# [What is expected]
Convert the stretch of data from the line containing "Please locate the bokeh" through the line containing "[298,230,409,401]", both included, into a Markdown table with the columns Row and Line. Number each row and leave out any blank lines.

** start The data **

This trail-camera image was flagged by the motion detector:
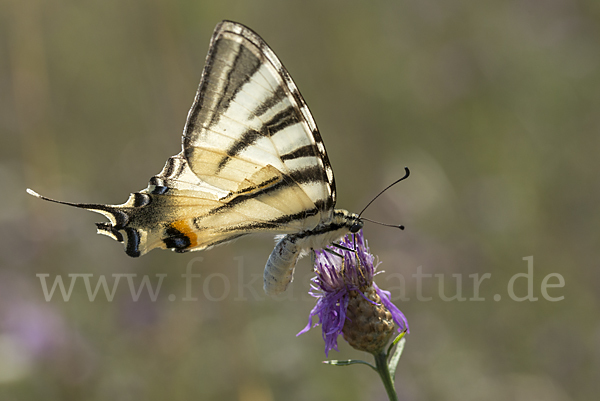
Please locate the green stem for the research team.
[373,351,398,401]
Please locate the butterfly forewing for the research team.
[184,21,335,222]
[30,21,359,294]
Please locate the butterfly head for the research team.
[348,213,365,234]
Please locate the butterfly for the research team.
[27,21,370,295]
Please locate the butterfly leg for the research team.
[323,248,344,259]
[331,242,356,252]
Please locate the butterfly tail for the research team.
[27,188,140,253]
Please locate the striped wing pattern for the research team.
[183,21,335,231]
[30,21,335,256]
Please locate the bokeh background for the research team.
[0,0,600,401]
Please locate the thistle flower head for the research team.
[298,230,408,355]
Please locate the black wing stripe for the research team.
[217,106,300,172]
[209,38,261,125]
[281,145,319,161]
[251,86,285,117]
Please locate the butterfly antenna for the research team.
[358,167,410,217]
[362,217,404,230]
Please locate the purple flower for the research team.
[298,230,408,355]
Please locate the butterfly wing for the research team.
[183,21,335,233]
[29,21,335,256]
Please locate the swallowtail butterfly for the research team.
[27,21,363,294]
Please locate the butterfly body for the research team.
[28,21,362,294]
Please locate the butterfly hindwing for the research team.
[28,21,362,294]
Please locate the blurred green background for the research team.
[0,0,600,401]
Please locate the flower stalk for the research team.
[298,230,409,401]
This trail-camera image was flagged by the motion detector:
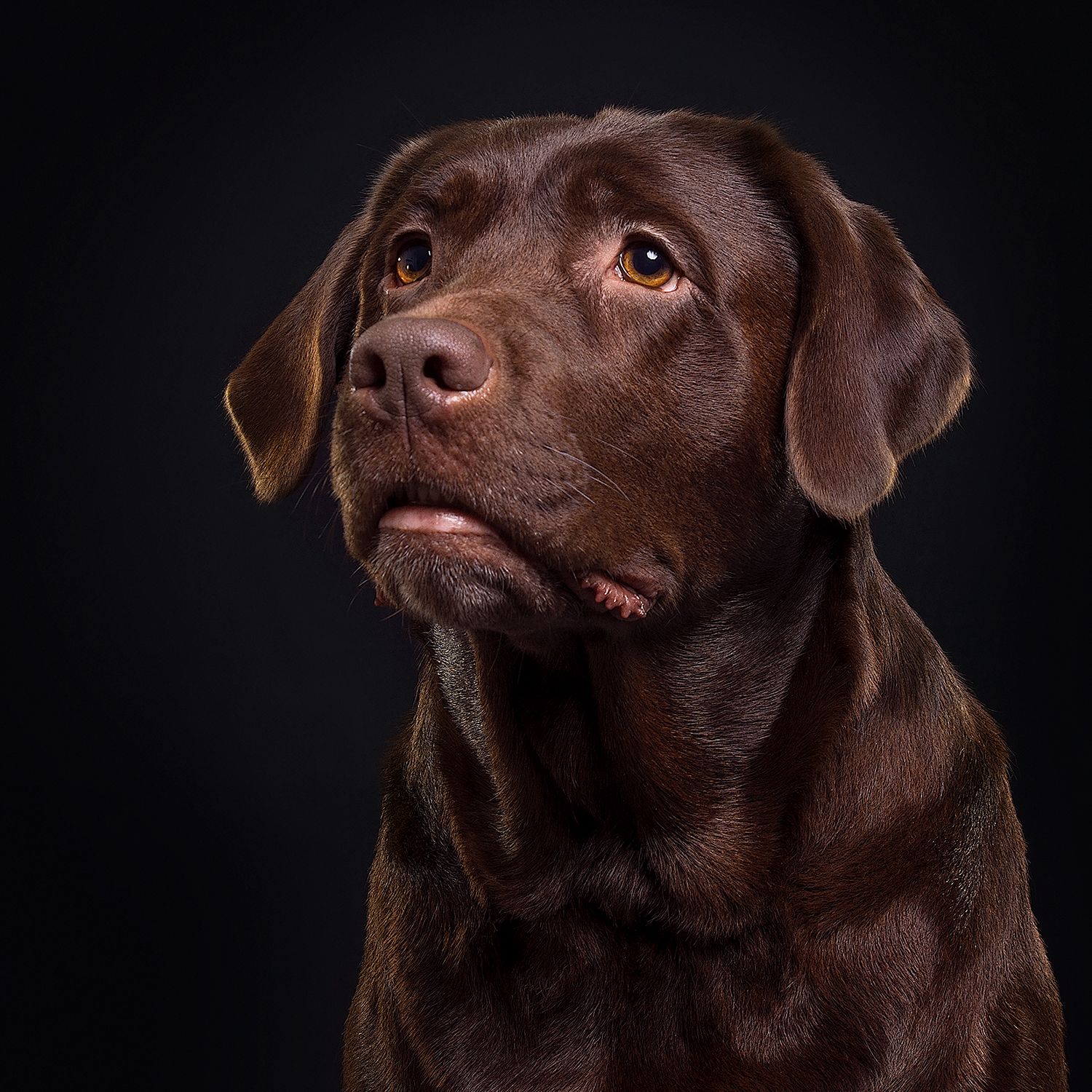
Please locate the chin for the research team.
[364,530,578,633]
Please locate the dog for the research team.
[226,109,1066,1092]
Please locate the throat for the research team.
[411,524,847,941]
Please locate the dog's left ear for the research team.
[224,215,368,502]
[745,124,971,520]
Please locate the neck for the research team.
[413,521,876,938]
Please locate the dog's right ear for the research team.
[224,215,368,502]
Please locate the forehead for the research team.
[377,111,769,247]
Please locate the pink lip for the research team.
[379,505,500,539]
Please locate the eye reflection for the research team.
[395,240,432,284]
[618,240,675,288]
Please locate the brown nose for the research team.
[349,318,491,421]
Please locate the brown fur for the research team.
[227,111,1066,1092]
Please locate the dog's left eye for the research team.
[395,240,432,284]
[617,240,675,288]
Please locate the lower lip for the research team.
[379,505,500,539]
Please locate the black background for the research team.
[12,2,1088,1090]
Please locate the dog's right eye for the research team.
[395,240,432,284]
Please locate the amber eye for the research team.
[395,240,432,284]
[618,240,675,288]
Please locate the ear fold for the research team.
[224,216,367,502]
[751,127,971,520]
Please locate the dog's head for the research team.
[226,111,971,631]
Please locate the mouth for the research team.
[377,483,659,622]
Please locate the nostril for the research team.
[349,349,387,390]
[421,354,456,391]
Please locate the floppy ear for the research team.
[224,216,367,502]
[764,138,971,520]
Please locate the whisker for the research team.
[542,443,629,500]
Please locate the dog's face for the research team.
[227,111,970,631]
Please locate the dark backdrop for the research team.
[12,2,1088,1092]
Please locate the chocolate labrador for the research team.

** end The data **

# [Solution to the exercise]
| Row | Line |
|---|---|
| 1 | Please locate the bokeh background for the research team. |
| 2 | [0,0,600,401] |
| 3 | Please locate the thistle flower head for the research team. |
| 4 | [298,230,408,355] |
| 5 | Please locate the black wing stripe for the research team. |
| 6 | [217,106,300,172] |
| 7 | [209,38,261,125] |
| 8 | [281,145,319,161] |
| 9 | [251,86,285,117] |
| 10 | Please locate the butterfly antenna for the research team. |
| 11 | [358,167,410,217] |
| 12 | [362,217,404,230] |
| 13 | Please locate the purple flower for the research team. |
| 14 | [298,230,408,355] |
| 15 | Please locate the butterfly wing for the research team. |
| 16 | [183,21,335,233] |
| 17 | [29,21,335,256] |
| 18 | Please locate the swallowtail butterfly for the research team. |
| 19 | [27,21,363,294] |
| 20 | Please locate the butterfly body for the research team. |
| 21 | [28,21,362,294] |
| 22 | Please locate the butterfly hindwing for the research team. |
| 23 | [28,21,362,294] |
| 24 | Please locate the blurred green background for the research team. |
| 25 | [0,0,600,401] |
| 26 | Please locate the flower stalk for the research team. |
| 27 | [298,230,409,401] |